» **Written request**: Write out all of the entries below again, keeping every line unchanged.

» **Available data**:
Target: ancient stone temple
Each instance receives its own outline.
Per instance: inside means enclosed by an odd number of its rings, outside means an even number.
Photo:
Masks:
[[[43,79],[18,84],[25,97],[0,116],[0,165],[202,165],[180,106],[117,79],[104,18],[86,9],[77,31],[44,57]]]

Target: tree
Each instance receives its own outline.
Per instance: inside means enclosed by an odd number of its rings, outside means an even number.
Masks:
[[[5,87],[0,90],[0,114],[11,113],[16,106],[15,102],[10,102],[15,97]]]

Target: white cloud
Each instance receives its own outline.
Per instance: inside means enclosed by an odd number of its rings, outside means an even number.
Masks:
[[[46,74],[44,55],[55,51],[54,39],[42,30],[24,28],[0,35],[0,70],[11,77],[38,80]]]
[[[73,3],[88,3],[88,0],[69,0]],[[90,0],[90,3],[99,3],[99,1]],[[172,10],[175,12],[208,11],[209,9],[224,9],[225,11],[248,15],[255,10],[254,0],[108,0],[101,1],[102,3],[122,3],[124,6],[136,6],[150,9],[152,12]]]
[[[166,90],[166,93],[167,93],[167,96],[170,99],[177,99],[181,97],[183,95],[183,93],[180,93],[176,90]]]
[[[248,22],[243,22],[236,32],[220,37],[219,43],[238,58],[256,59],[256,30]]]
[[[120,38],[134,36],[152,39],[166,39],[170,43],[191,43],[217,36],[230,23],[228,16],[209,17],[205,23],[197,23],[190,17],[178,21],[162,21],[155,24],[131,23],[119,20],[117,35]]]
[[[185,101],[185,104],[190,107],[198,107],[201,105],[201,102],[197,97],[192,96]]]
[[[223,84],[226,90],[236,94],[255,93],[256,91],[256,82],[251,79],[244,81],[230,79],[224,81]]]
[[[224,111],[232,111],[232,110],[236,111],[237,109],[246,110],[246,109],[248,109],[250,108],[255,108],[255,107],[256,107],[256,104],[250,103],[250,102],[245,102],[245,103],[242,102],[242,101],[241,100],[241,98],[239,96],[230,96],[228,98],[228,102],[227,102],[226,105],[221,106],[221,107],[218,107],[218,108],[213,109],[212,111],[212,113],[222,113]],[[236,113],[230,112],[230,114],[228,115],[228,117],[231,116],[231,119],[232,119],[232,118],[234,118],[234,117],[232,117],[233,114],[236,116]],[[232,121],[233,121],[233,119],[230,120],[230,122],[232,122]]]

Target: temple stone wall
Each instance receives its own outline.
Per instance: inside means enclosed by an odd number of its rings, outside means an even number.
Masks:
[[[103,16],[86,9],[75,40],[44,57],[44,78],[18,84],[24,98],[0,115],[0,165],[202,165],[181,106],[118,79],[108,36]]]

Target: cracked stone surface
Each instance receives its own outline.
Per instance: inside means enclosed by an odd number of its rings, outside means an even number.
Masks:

» **Result for this task**:
Target: ancient stone temple
Each instance receives its own outline.
Per instance: inside means enclosed by an odd number of its rings, outside means an even number.
Photo:
Masks:
[[[43,79],[18,84],[25,97],[0,116],[0,165],[202,165],[180,106],[117,79],[104,18],[86,9],[77,31],[44,57]]]

Target: tree
Each instance receives its own outline.
Per instance: inside means enclosed by an odd number of its rings, outside means an even number.
Masks:
[[[5,87],[0,90],[0,114],[11,113],[16,106],[15,102],[10,102],[15,97]]]

Target: white cloud
Each instance receives its own outline.
Per instance: inside means enclosed by an odd number of its rings, outside means an even number.
Masks:
[[[46,74],[44,55],[55,51],[54,39],[42,30],[24,28],[0,35],[0,70],[11,77],[38,80]]]
[[[73,3],[88,3],[88,0],[69,0]],[[90,0],[90,3],[99,3],[99,1]],[[172,10],[175,12],[208,11],[209,9],[224,9],[225,11],[248,15],[255,10],[254,0],[108,0],[101,1],[102,3],[122,3],[124,6],[136,6],[150,9],[152,12]]]
[[[166,90],[166,93],[167,93],[167,96],[170,99],[177,99],[181,97],[183,95],[183,93],[180,93],[176,90]]]
[[[248,22],[243,22],[236,32],[220,37],[219,43],[238,58],[256,59],[256,30]]]
[[[120,38],[134,36],[152,39],[166,39],[170,43],[191,43],[217,36],[230,23],[228,16],[209,17],[205,23],[197,23],[190,17],[178,21],[162,21],[155,24],[131,23],[119,20],[117,35]]]
[[[185,101],[185,104],[190,107],[198,107],[201,105],[201,102],[197,97],[192,96]]]
[[[223,84],[226,90],[236,94],[255,93],[256,91],[256,82],[251,79],[244,81],[230,79],[224,81]]]
[[[224,111],[232,111],[232,110],[236,111],[237,109],[246,110],[246,109],[248,109],[250,108],[255,108],[255,107],[256,107],[256,104],[250,103],[250,102],[245,102],[245,103],[242,102],[242,101],[241,100],[241,98],[239,96],[230,96],[228,98],[228,102],[227,102],[226,105],[221,106],[221,107],[218,107],[218,108],[213,109],[212,111],[212,113],[222,113]],[[236,113],[230,112],[230,114],[228,115],[228,117],[231,116],[231,119],[232,119],[232,118],[234,118],[234,117],[232,117],[233,114],[236,116]],[[232,121],[233,121],[233,119],[230,120],[230,122],[232,122]]]

Target: temple stone wall
Each instance receives its own outline.
Per instance: inside means enclosed by an odd number of its rings, outside means an even number.
Masks:
[[[103,16],[86,9],[75,40],[44,57],[44,78],[18,84],[24,98],[0,115],[0,165],[202,165],[181,106],[118,79],[108,36]]]

Target: cracked stone surface
Each instance receives its own outline.
Per instance: inside means enclosed by an odd number of its rings, outside means an even number.
Masks:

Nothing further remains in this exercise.